START GIVEN RECORDS
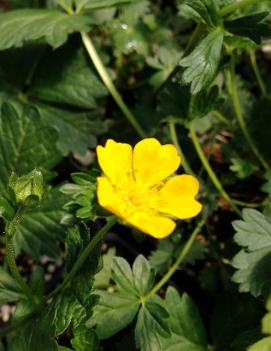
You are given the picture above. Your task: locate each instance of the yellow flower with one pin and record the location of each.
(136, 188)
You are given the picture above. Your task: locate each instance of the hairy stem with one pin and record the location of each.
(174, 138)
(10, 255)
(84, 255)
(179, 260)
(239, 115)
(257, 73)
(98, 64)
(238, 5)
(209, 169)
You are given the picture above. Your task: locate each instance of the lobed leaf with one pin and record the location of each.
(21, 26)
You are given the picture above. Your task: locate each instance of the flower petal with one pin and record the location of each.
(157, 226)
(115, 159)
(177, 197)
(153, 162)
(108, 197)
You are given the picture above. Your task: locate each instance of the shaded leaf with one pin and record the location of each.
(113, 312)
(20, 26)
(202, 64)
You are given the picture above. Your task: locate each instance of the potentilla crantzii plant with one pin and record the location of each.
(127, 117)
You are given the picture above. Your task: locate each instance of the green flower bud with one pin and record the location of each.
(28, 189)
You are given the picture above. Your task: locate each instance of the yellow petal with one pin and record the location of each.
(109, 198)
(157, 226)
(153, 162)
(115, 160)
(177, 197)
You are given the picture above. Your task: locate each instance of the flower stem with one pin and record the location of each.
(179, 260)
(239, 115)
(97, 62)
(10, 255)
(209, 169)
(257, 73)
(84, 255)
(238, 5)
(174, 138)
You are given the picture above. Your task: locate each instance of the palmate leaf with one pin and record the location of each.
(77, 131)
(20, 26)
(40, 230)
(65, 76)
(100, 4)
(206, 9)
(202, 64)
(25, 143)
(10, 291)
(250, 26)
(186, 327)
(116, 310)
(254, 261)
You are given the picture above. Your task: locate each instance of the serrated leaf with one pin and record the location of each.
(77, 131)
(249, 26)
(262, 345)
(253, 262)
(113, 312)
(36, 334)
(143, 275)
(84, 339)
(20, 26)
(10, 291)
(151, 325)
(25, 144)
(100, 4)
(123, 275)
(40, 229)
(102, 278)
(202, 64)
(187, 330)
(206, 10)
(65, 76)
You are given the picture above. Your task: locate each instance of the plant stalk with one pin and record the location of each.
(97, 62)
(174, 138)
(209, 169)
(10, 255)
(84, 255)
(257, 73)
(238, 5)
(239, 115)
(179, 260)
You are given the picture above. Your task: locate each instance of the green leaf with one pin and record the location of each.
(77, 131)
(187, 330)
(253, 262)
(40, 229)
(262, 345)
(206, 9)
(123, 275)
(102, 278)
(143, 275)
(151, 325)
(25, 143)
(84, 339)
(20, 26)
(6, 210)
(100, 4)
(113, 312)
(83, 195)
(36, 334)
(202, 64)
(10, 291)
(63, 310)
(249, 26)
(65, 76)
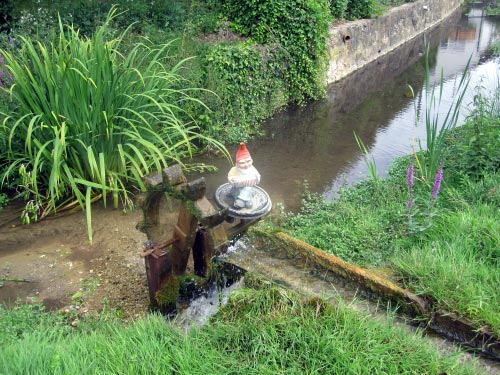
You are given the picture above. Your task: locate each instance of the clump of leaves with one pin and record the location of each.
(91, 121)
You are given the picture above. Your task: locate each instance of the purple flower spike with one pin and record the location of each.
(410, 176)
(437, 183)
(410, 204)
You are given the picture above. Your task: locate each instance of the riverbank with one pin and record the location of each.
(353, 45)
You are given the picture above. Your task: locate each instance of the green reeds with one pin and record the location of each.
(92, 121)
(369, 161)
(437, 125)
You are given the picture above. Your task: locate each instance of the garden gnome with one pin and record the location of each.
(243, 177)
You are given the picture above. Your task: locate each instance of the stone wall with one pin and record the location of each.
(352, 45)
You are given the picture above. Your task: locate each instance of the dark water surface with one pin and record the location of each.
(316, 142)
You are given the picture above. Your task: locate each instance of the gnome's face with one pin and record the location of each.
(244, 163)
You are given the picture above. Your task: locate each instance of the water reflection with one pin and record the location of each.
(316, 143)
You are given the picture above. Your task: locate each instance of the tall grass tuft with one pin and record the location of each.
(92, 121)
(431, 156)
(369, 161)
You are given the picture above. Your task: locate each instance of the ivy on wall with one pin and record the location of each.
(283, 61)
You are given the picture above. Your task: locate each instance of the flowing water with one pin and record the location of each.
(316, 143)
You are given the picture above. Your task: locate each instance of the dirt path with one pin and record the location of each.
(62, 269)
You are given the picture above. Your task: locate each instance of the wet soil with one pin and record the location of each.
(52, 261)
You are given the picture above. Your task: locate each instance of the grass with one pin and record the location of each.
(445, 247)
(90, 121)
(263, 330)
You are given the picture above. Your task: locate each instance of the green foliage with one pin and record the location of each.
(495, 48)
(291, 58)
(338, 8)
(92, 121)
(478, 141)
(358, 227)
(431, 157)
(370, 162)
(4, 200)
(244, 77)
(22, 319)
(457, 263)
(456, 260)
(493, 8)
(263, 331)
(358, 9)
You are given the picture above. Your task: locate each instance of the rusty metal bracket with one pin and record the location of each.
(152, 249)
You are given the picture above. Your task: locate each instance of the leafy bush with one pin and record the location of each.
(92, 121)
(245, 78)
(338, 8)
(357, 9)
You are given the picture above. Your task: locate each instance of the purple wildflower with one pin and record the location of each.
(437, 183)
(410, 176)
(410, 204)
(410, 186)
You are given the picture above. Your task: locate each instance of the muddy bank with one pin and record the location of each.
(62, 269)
END GIVEN RECORDS
START GIVEN RECORDS
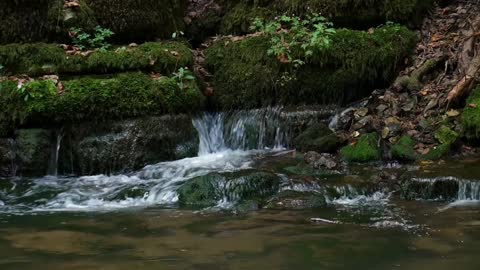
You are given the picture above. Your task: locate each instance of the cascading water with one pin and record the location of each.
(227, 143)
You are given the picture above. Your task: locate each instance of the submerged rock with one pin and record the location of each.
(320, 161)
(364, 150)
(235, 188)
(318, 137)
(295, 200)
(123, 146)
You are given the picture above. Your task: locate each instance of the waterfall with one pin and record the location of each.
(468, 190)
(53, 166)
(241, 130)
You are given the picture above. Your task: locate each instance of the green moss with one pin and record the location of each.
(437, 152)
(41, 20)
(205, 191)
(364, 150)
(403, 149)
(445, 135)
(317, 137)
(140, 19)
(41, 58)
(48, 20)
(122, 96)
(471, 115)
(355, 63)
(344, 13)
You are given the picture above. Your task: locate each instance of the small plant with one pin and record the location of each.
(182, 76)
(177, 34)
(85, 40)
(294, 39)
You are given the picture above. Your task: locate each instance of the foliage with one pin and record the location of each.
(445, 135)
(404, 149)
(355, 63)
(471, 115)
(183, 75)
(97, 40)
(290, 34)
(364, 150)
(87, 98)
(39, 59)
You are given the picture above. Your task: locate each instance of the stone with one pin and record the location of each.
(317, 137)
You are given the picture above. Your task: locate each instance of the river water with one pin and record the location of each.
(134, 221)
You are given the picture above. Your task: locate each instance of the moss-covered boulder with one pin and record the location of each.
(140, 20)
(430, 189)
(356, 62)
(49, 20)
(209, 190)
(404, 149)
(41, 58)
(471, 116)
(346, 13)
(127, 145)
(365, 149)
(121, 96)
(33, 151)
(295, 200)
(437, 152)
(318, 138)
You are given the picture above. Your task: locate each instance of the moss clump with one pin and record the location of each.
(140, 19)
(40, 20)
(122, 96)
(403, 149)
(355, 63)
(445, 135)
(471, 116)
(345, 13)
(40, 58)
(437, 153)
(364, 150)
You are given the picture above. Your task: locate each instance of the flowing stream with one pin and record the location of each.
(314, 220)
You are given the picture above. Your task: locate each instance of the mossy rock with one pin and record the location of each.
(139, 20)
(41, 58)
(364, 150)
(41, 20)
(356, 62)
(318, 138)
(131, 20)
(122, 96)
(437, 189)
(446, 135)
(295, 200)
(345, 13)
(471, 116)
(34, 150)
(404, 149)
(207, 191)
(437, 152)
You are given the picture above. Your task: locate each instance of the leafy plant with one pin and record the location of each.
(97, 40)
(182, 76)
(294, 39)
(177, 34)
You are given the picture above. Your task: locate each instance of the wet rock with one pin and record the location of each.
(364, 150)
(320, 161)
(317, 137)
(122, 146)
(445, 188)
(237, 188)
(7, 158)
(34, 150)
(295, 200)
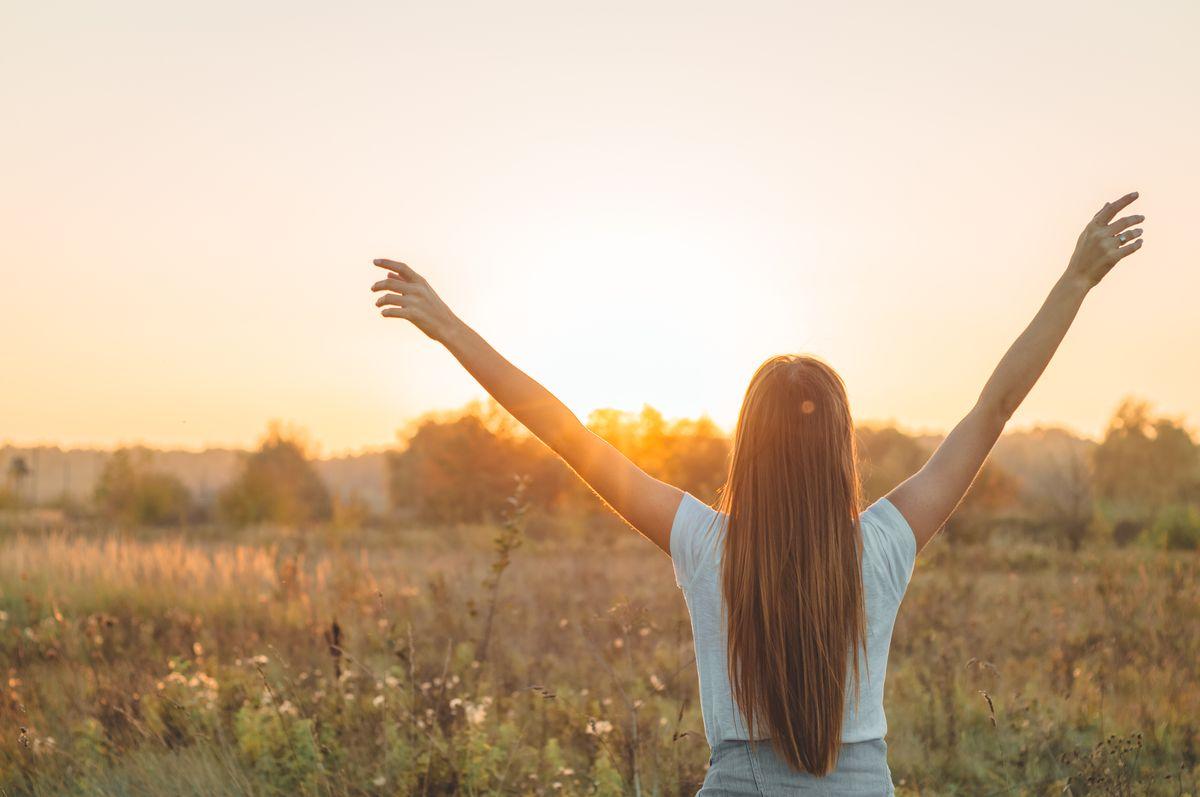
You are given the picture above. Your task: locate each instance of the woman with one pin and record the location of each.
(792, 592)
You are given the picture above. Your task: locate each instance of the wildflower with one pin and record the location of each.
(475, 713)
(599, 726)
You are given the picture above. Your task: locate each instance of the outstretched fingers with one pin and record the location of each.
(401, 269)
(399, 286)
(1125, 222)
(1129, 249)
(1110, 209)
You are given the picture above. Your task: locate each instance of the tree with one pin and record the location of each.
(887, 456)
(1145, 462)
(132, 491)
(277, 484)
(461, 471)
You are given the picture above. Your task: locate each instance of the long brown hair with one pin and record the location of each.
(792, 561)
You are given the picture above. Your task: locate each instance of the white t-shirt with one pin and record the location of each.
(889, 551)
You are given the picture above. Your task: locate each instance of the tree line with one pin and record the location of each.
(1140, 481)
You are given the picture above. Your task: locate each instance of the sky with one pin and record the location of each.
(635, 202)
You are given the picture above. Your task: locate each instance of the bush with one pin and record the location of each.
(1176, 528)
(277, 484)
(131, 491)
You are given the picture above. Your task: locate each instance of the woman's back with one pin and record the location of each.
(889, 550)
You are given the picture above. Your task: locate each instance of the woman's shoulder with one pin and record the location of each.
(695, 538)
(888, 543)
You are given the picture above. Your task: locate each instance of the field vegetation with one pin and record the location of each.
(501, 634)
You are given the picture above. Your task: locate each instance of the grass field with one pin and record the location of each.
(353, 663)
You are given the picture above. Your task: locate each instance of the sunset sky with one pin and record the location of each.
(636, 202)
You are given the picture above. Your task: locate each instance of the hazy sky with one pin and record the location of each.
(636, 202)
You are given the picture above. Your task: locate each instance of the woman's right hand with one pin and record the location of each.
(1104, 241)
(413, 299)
END GIVEN RECORDS
● **EXERCISE PROMPT**: Determine how many lines of the records contain the string "bush", treating uppercase and lowercase letters as different. Report only the number.

● **ANSWER BELOW**: 2